= Passage =
● ● ● ● ● ● ●

Horner calls for customer cars in F1

Christian Horner now in favor of customer cars
Christian Horner now in favor of customer cars

F1 has been an exercise in engineering for decades with F1 Driving Champions determined by engineering skill not driver skill. That was no more evident than this year when the Racing Point team somehow was able to copy last year's Mercedes and now all of a sudden the 'Pink' Mercedes team is going to give Ferrari and Red Bull a run for their money. Speed in F1 is 99% car and 1% driver.

It's time F1 decide what it really wants to be – a sport or and engineering business.

Whereas before the Chinese virus, F1 would never think about allowing customer cars be sold to the back half of the grid, but the virus, unleashed on the world by the Chinese government, has left F1 in a vulnerable position as there is growing concern that F1 could lose as many as four teams if the crisis is not handled correctly.

“If we were really serious about reducing the cost, particularly for the small teams, I would be in full favor of supplying for the next two years a full customer car," Red Bull boss Christian Horner is quoted as saying by The Guardian.

But why stop at two years? Keep that in place forever.

“The smaller teams wouldn’t need any R&D. They would run just as race teams and they would reduce their costs enormously.

“With the modern 3D photographic technology all teams utilize they are all trying to copy each other’s cars anyway," he added.

“Times change, things move. F1 used to have customer cars years ago. You could buy a car from March or from Ferrari and go racing.

● ● ● ● ● ● ●

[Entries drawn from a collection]

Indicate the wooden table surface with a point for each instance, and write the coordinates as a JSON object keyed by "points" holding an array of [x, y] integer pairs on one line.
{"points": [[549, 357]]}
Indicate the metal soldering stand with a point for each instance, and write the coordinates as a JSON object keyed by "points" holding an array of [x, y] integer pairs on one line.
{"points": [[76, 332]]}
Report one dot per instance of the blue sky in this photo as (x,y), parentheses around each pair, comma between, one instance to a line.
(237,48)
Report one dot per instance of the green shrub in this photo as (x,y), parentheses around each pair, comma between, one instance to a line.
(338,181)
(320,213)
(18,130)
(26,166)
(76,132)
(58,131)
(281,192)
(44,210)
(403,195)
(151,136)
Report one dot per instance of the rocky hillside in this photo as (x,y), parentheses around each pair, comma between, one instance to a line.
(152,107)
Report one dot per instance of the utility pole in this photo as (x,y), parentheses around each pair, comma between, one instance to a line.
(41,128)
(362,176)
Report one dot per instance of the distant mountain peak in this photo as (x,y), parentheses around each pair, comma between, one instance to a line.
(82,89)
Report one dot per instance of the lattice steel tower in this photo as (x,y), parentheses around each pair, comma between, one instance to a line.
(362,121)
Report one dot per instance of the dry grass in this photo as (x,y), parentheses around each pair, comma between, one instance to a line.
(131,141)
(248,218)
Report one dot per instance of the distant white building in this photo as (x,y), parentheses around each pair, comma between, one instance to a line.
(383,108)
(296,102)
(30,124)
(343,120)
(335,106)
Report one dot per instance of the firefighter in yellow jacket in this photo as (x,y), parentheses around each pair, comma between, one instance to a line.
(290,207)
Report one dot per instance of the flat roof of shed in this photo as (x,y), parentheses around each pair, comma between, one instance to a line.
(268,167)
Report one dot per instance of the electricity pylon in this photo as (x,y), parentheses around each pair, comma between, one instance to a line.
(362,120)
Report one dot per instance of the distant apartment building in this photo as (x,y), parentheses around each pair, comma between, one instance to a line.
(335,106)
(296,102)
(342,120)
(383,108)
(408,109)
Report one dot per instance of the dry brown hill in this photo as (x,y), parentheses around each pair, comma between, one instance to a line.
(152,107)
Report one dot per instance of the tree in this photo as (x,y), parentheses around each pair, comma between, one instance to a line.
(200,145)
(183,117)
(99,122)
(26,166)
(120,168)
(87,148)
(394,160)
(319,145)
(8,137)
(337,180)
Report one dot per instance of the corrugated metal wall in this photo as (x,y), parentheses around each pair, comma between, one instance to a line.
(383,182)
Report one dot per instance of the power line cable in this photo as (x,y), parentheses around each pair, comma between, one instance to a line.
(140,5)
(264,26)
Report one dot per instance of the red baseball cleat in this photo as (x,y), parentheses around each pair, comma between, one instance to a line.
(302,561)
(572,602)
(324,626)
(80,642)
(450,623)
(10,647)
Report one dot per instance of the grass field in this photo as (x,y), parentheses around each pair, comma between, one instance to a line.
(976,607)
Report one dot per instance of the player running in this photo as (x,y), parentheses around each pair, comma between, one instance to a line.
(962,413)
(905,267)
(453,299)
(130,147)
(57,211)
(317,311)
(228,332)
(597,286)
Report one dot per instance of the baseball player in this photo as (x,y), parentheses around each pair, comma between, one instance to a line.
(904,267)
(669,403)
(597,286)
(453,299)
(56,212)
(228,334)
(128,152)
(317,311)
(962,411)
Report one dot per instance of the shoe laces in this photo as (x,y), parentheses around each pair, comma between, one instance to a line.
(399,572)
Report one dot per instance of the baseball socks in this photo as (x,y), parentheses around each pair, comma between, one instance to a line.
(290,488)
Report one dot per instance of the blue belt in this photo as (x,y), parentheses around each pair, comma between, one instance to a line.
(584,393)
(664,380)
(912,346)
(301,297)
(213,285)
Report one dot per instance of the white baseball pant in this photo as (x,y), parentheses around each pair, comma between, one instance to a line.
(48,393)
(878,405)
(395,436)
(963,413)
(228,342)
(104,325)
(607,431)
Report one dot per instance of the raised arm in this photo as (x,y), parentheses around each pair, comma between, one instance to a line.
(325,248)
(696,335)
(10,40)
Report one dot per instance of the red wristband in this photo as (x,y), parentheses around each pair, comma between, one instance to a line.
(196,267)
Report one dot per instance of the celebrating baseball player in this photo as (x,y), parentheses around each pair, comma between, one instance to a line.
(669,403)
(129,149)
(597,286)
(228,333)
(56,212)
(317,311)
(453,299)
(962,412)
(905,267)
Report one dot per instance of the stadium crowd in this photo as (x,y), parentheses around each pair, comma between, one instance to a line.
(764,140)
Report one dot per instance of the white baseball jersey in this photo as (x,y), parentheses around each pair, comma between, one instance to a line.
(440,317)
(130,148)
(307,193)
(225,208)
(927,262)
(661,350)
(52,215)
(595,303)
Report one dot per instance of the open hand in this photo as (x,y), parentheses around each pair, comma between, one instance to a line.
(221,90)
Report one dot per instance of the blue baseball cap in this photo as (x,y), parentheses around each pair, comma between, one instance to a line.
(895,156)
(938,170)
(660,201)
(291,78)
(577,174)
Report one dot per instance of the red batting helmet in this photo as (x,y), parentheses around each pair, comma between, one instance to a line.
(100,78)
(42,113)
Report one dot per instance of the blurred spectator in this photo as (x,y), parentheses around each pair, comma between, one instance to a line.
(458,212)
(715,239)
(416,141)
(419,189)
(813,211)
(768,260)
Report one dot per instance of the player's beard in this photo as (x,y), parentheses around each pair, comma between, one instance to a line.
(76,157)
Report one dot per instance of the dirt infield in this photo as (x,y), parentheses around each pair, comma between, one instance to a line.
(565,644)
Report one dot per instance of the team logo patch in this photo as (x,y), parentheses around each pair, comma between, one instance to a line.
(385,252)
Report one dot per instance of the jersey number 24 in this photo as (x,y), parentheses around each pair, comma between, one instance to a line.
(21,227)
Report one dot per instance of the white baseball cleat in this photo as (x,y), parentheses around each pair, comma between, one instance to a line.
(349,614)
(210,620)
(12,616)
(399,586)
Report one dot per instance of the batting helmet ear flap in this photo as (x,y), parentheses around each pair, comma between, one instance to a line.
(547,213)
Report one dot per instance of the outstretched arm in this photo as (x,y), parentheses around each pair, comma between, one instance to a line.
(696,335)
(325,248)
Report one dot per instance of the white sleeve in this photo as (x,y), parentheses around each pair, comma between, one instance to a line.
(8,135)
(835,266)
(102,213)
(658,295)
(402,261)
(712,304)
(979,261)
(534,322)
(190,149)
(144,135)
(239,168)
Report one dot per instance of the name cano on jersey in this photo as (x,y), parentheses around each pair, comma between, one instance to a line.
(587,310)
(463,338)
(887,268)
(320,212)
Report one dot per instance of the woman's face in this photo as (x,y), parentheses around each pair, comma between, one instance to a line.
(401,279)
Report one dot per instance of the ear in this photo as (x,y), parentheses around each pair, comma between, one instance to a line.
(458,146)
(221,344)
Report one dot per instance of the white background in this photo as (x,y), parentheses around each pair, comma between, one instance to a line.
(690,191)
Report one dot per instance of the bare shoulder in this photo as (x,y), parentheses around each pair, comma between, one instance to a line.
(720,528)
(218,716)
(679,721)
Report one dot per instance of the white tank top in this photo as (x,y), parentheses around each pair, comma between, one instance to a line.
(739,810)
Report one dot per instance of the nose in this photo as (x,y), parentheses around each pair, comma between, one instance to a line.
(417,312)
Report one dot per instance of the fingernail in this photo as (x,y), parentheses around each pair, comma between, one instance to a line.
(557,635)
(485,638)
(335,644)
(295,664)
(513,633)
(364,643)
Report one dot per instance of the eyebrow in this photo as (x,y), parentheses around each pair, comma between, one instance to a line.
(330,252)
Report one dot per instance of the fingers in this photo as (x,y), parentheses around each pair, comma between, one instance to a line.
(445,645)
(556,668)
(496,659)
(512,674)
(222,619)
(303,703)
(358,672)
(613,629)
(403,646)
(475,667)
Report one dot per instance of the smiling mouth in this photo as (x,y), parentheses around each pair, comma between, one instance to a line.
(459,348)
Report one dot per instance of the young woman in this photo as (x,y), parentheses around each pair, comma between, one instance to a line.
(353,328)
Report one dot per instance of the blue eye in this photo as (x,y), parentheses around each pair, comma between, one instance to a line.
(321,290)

● ● ● ● ● ● ●

= Assignment 1 =
How would you translate the sentence "The smaller teams wouldn’t need any R&D." from the customer-car article into Spanish?
= Assignment 2 =
Which racing teams or car makers does the customer-car article name?
= Assignment 3 =
Answer these from the customer-car article:
(a) For how many years would Horner supply a full customer car?
(b) Which publication quoted Horner?
(c) How many teams could F1 lose if the crisis is not handled correctly?

= Exercise answer 1 =
Los equipos más pequeños no necesitarían nada de I+D.

= Exercise answer 2 =
Racing Point, Mercedes, Ferrari, Red Bull, March

= Exercise answer 3 =
(a) Two years
(b) The Guardian
(c) As many as four